WHAT THE TASK REQUIRES — Could you print every record below exactly as written?

Stored entries:
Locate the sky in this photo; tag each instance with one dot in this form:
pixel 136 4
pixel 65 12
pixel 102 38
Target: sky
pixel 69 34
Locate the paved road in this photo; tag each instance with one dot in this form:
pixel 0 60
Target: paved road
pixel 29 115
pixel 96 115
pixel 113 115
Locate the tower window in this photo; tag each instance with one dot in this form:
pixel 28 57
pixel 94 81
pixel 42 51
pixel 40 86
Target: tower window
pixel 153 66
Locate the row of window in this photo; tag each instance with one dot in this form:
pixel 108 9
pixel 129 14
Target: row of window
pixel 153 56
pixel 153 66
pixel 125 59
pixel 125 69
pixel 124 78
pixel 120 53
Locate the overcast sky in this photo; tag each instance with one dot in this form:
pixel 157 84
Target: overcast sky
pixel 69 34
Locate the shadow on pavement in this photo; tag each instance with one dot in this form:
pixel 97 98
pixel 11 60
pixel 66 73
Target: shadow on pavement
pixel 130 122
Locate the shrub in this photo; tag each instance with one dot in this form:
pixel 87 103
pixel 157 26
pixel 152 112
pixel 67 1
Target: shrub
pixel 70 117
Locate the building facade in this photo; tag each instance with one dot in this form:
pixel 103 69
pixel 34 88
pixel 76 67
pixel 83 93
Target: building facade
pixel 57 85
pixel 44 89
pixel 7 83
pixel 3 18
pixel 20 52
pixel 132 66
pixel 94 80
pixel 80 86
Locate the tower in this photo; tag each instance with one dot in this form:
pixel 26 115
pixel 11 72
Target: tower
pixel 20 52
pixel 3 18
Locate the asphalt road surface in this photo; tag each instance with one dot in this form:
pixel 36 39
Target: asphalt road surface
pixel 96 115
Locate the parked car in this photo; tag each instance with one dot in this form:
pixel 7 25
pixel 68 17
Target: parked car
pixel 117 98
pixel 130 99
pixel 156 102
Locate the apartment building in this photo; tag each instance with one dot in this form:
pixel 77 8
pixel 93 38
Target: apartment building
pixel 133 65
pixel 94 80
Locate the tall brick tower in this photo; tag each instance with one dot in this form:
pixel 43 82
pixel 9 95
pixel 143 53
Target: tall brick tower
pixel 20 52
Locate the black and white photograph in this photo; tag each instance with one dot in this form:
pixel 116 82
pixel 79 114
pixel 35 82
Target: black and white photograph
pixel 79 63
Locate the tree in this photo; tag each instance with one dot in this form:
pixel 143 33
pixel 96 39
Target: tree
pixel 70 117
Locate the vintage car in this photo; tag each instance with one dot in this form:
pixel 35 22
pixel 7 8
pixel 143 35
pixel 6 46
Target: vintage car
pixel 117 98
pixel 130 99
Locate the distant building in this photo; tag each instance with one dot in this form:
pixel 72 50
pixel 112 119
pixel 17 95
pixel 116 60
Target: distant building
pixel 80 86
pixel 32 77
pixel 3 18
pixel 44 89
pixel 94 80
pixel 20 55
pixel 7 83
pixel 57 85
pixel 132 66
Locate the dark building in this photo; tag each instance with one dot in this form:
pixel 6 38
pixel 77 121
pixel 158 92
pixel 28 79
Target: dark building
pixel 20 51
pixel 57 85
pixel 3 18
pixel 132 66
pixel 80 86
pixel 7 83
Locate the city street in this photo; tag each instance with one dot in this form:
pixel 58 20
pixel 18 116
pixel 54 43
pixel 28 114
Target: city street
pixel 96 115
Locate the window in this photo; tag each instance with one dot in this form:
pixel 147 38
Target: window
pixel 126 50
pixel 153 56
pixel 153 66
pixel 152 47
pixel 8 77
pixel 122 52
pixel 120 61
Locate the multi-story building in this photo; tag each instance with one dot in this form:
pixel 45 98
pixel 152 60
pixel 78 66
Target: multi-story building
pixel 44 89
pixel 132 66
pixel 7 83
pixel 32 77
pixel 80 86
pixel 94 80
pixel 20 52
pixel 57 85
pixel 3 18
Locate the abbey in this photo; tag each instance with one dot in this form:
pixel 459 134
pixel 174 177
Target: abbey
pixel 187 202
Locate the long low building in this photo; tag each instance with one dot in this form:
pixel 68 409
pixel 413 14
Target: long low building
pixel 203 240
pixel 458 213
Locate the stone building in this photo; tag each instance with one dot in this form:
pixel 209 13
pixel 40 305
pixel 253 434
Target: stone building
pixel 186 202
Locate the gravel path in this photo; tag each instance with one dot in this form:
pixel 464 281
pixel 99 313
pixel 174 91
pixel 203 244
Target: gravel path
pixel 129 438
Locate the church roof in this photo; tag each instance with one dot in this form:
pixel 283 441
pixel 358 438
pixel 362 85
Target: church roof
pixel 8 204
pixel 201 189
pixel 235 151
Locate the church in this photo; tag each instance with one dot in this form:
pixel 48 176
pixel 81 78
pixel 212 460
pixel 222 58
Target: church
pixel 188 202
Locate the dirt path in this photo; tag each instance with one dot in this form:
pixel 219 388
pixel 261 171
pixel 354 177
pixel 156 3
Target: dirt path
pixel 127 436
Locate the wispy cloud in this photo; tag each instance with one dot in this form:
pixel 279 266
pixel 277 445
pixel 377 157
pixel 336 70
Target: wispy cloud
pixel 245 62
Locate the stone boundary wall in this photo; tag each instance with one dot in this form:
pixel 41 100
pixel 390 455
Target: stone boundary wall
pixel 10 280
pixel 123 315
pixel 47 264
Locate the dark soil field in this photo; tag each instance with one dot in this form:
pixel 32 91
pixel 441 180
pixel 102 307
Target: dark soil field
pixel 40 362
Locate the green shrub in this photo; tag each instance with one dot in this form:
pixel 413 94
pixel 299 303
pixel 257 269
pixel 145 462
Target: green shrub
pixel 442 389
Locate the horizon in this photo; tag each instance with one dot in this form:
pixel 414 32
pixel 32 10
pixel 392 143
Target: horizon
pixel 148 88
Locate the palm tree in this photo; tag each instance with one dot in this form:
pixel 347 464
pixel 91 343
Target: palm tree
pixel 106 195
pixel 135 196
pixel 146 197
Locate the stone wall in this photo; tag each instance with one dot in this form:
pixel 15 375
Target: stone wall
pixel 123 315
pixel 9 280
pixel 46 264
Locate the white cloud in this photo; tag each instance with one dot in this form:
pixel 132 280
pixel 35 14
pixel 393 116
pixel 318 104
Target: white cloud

SOLUTION FOR THIS EXERCISE —
Locate the sky in this photo; tag each instance with one dot in this form:
pixel 136 4
pixel 65 12
pixel 102 38
Target: sky
pixel 69 34
Locate the paved road in this photo; tag each instance with one dot in this form:
pixel 0 60
Target: paved road
pixel 29 115
pixel 96 115
pixel 113 115
Locate the tower window in this photo; tag each instance with one dot in this form:
pixel 28 57
pixel 94 81
pixel 42 51
pixel 40 86
Target: tower window
pixel 153 66
Locate the row of window in this photo; tag each instance with one dot in this form:
pixel 108 9
pixel 129 14
Target: row of window
pixel 153 56
pixel 153 66
pixel 125 59
pixel 125 69
pixel 124 78
pixel 120 53
Locate the overcast sky in this photo; tag each instance with one dot in this form:
pixel 157 84
Target: overcast sky
pixel 69 34
Locate the shadow on pavement in this photo; tag each instance with one dot in this form:
pixel 97 98
pixel 11 60
pixel 66 73
Target: shadow on pavement
pixel 130 122
Locate the shrub in this photo; tag each instance with one dot in this form:
pixel 87 103
pixel 157 26
pixel 152 112
pixel 67 1
Target: shrub
pixel 70 117
Locate the building facade in this photo; tag each instance with one dot in this form:
pixel 103 69
pixel 34 88
pixel 76 67
pixel 83 93
Target: building facade
pixel 57 85
pixel 44 89
pixel 7 83
pixel 3 18
pixel 20 52
pixel 132 66
pixel 94 80
pixel 80 86
Locate the tower in this photo; tag each instance with one dot in this form:
pixel 26 115
pixel 11 72
Target: tower
pixel 20 52
pixel 3 18
Locate the asphalt road surface in this photo; tag each instance with one dot in this form:
pixel 36 39
Target: asphalt road surface
pixel 96 115
Locate the parked car in this photo; tag each instance with one dot in this form:
pixel 7 25
pixel 68 17
Target: parked car
pixel 117 98
pixel 130 99
pixel 156 102
Locate the apartment building in this photo; tag each instance with one dot in this form:
pixel 77 8
pixel 93 38
Target: apartment building
pixel 133 65
pixel 94 80
Locate the tall brick tower in this photo; tag each instance with one dot in this form:
pixel 43 82
pixel 9 95
pixel 143 53
Target: tall brick tower
pixel 20 52
Locate the black and white photograph in this photo; tag each instance with one dot in this form:
pixel 116 82
pixel 79 114
pixel 35 82
Target: black and white photograph
pixel 79 63
Locate the tree in this photo; tag each instance with one dot in this form:
pixel 143 33
pixel 96 39
Target: tree
pixel 70 117
Locate the vintage car in this photo; tag each instance with one dot in this form:
pixel 35 22
pixel 7 8
pixel 143 35
pixel 6 46
Target: vintage car
pixel 117 98
pixel 130 99
Locate the distant building in this photo; tag each instance with one dot in this form:
pixel 72 50
pixel 112 119
pixel 17 95
pixel 116 60
Target: distant building
pixel 80 86
pixel 32 77
pixel 3 18
pixel 44 89
pixel 94 80
pixel 20 55
pixel 7 83
pixel 57 85
pixel 132 66
Locate the dark building in this photo; tag each instance with one dot in this form:
pixel 6 38
pixel 77 121
pixel 158 92
pixel 28 79
Target: dark building
pixel 20 51
pixel 57 85
pixel 3 18
pixel 132 66
pixel 80 86
pixel 7 83
Locate the city street in this photo; tag each instance with one dot in this form:
pixel 58 20
pixel 18 116
pixel 54 43
pixel 28 114
Target: city street
pixel 96 115
Locate the window in this photo; tag each instance with one dot in this form:
pixel 147 38
Target: window
pixel 126 50
pixel 153 56
pixel 153 66
pixel 152 47
pixel 8 77
pixel 122 52
pixel 120 61
Locate the multi-story building in this photo; tag each instance with one dot in this form:
pixel 45 98
pixel 152 60
pixel 78 66
Target: multi-story building
pixel 44 89
pixel 132 66
pixel 7 83
pixel 32 77
pixel 80 86
pixel 94 80
pixel 20 52
pixel 57 85
pixel 3 18
Locate the abbey in this photo; tag each instance with one dot in this form:
pixel 459 134
pixel 174 177
Target: abbey
pixel 187 202
Locate the long low building in this photo; tag each instance with one dot in this form:
pixel 68 409
pixel 413 14
Target: long low building
pixel 203 240
pixel 458 213
Locate the stone building in this photo; tag each instance with one dot in this form:
pixel 209 13
pixel 40 305
pixel 253 434
Target: stone building
pixel 186 202
Locate the gravel path in this photo; tag each instance with one dot in this form:
pixel 464 281
pixel 99 313
pixel 174 91
pixel 203 244
Target: gravel path
pixel 129 438
Locate the church roof in this photo; tag each instance with one dot in this form:
pixel 283 441
pixel 358 438
pixel 362 85
Target: church roof
pixel 8 204
pixel 201 189
pixel 235 151
Locate the church in this photo; tag each instance with one dot in this form:
pixel 48 176
pixel 81 78
pixel 212 460
pixel 222 58
Target: church
pixel 188 202
Locate the dirt path in this photo; tag each instance with one dot in this form:
pixel 219 388
pixel 261 171
pixel 354 177
pixel 156 3
Target: dirt path
pixel 127 436
Locate the wispy cloud in this photo; tag each instance with one dot in this form:
pixel 279 266
pixel 277 445
pixel 377 157
pixel 336 70
Target: wispy cloud
pixel 245 62
Locate the stone boundary wall in this photo; tag each instance with one dot in this form:
pixel 41 100
pixel 390 455
Target: stone boundary wall
pixel 10 280
pixel 123 315
pixel 47 264
Locate the dark soil field in this photo; tag each instance with one dot in this form:
pixel 32 91
pixel 441 180
pixel 102 307
Target: dark soil field
pixel 40 362
Locate the green shrub in this photo; tag each instance with one dot in this form:
pixel 413 94
pixel 299 303
pixel 257 269
pixel 145 462
Target: green shrub
pixel 442 389
Locate the horizon in this photo; tag each instance with one dot in this form:
pixel 414 32
pixel 32 10
pixel 392 143
Target: horizon
pixel 148 88
Locate the palm tree in this photo; tag each instance with one dot in this form:
pixel 347 464
pixel 91 343
Target: palm tree
pixel 106 195
pixel 135 196
pixel 146 197
Locate the stone wall in this photo; tag each instance with one dot in this form:
pixel 15 375
Target: stone wall
pixel 123 315
pixel 9 280
pixel 46 264
Locate the white cloud in this photo; tag each instance with one dot in this form:
pixel 132 280
pixel 35 14
pixel 393 116
pixel 318 104
Target: white cloud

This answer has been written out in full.